→ **Source excerpt**:

In a nutshell, the area which is known as Broumovské stěny (Broumov Walls) is an extension of the Stołowe Mountains. Basically, it is a cuesta, extending from SE to NW, whose escarpment drops into the Broumov Basin. The highest point of this escarpment is located on its SE end. It is called Koruna (Crown) and has an elevation of 769m. However, the highpoint of the Broumov Walls is Božanovský Špičák at 773m, which rises about a mile away from the scarp, somewhat hidden inside the more structurally complicated southern part of the Broumov Walls. Both Koruna and Božanovský Špičák are close to the Czech-Polish border and are less frequented than what is thought to be the biggest attraction of the area, namely a canyon named Kovářova rokle (Blacksmith's Gorge) and its vicinity situated in the northern part of the Broumov Walls.
Northern Part (in the eyes of a Frenchman)
How would a Frenchman describe Broumovské Stěny ?
Imagine a small mountain range, not very high, covered with forests, and hosting countless bizarrely shaped and rounded sandstone outcrops. Fontainebleau to the tenth power!

→ **Dataset**:
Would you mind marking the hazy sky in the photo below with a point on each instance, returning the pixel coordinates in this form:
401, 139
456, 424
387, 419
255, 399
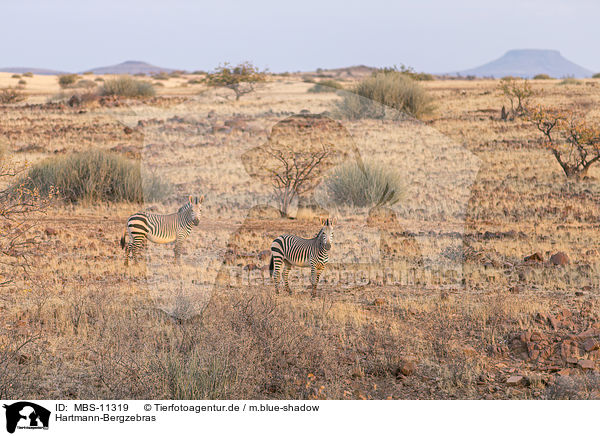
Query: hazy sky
430, 35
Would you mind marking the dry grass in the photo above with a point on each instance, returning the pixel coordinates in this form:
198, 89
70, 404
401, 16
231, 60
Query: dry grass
211, 326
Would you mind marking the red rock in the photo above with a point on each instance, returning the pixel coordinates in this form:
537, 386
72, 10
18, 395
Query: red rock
537, 336
408, 368
515, 380
553, 322
589, 333
590, 344
559, 258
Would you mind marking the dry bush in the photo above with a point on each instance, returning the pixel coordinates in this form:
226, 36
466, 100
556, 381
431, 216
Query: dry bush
518, 92
241, 79
94, 176
20, 207
126, 86
364, 185
574, 142
11, 95
373, 96
299, 151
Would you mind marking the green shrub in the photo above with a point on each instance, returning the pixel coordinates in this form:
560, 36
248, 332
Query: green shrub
11, 95
325, 86
409, 71
67, 80
372, 96
94, 176
379, 185
126, 86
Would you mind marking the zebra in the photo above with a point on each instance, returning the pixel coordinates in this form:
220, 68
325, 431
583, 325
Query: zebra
290, 250
160, 229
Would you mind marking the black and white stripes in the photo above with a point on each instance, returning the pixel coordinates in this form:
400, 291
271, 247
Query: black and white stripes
290, 250
161, 229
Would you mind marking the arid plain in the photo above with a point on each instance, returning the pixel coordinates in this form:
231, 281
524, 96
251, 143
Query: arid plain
432, 300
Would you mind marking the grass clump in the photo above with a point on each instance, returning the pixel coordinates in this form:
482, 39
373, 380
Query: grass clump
126, 86
373, 96
94, 176
325, 86
368, 185
67, 80
11, 95
570, 81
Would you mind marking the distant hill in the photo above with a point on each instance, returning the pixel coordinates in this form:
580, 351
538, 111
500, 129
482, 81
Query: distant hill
528, 63
130, 67
21, 70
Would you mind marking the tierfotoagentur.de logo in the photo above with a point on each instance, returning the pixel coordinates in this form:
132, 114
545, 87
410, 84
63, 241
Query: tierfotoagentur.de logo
26, 415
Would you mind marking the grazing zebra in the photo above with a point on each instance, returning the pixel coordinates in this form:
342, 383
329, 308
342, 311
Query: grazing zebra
290, 250
160, 229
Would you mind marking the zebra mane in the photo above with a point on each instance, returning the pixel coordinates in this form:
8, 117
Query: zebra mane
184, 207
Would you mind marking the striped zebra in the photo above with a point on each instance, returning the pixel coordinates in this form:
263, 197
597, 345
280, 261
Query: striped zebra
290, 250
161, 229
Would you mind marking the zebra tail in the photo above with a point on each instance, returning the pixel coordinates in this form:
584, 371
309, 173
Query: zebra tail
123, 239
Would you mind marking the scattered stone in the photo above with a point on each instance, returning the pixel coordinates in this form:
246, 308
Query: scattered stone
554, 323
515, 380
559, 258
515, 289
535, 257
590, 344
379, 302
408, 368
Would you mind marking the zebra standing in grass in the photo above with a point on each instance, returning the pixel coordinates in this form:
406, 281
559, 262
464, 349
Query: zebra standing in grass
290, 250
161, 229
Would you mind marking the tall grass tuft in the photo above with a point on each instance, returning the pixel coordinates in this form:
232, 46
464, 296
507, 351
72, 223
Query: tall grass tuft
199, 377
370, 185
371, 97
126, 86
95, 176
325, 86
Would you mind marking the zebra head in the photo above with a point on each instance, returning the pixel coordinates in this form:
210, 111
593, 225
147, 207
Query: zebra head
327, 233
194, 207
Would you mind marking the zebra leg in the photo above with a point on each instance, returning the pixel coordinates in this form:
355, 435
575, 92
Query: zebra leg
316, 271
285, 273
177, 250
276, 272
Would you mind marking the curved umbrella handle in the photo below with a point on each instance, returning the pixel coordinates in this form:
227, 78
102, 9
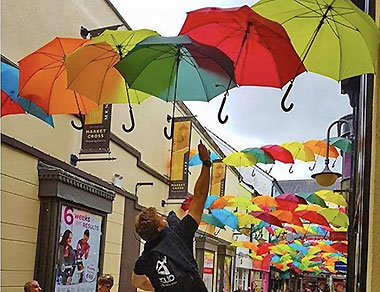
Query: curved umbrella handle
312, 167
283, 106
131, 128
169, 136
80, 127
222, 121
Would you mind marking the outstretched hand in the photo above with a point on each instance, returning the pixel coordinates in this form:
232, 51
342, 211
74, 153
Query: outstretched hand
204, 154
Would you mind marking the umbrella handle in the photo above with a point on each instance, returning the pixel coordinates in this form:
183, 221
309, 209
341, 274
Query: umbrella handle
167, 136
283, 106
222, 121
131, 128
80, 127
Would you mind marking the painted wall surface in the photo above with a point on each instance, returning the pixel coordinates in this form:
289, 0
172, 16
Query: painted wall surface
19, 218
373, 274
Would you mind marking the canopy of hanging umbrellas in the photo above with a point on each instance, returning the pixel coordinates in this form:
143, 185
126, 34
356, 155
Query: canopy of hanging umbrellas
219, 49
299, 227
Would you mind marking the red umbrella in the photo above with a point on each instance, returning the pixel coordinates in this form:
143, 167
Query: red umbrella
279, 153
285, 205
313, 217
8, 106
340, 246
292, 197
263, 248
260, 48
268, 218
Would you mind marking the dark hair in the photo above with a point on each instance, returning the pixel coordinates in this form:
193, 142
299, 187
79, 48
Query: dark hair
65, 236
147, 223
105, 279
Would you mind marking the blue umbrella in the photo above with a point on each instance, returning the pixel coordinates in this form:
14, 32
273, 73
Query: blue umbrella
226, 217
9, 84
212, 220
195, 160
210, 199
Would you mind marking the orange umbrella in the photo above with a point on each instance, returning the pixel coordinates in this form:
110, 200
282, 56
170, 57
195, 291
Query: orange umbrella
43, 79
287, 217
319, 148
265, 201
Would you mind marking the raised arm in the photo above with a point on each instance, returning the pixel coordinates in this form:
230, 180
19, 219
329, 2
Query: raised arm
201, 186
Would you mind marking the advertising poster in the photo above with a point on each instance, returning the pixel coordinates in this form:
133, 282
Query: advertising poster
96, 130
78, 251
218, 178
208, 270
227, 274
180, 159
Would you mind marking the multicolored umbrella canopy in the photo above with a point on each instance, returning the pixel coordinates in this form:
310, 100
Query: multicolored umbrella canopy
343, 144
9, 106
189, 71
260, 49
287, 216
90, 69
279, 153
226, 217
212, 220
43, 79
332, 197
9, 84
335, 217
313, 199
327, 36
266, 217
239, 159
313, 217
260, 155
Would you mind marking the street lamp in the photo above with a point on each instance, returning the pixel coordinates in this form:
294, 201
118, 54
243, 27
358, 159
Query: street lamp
327, 177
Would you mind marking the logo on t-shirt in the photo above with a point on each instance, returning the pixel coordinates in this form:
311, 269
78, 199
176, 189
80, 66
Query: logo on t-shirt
166, 277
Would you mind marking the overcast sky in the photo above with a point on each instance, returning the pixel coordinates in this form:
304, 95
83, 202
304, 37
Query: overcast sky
255, 115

→ **Exercise 1**:
The description of the Broumov Walls gives English translations in parentheses after some Czech names. List each of those translations with the Czech name it follows.
→ **Exercise 2**:
Continue the description of the Broumov Walls from the point where it stops.

→ **Exercise response 1**:
- Broumovské stěny: Broumov Walls
- Koruna: Crown
- Kovářova rokle: Blacksmith's Gorge

→ **Exercise response 2**:
It is a cracked plateau, a flat hill whose top we need onto. In some places tall monoliths like those of the Adršpašské skály stand vertically, lonesome. In some other places, stone walls bar access to mysterious, obscure nooks, where humans are rare visitors.
The range is shaped like a long stripe from the north-west to the south-east, with the south-east foreland being located slightly higher than the north-west foreland, like an ocean wave ready to break. The rock labyrinth near the mountain hut (Chata Hvězda) and the chapel of "Our Lady of the Snows" are the most popular with tourists and they can get packed with them, but Broumovské Stěny cover a really huge terrain, where fantastic forms of rocky outcrops can be seen and where very few visitors are met.
Which leads us to what makes Broumovské stěny differ from the Polish Góry Stołowe or Adršpašské skály, in the positive sense: lying in the shadow of the two, it is not a national park, it is less advertised, there is no entrance fee, and one can savour the genuine atmosphere of these amazing sandstone rocky wonders without having to struggle with the crowd.
May I add that additionally, thanks to a wide network of trails of all sizes, Broumovské stěny can be visited by bike or in winter on skis, which is not often possible in the other sandstone labyrinths.
Having visited Broumovské stěny only once and by a means of transportation mentioned above, I am not pretending to be an expert on the area and I don't know the names of the rocks by heart. Some of the rocks cannot be climbed (I saw prohibition signs) but some certainly can. Anyone willing to enrich this page with additional information will be granted editing rights with pleasure.
The southern part of the Broumovské stěny contains their highest summits as well as a stunning rock arch known as Kamenná brána (Stone Gate).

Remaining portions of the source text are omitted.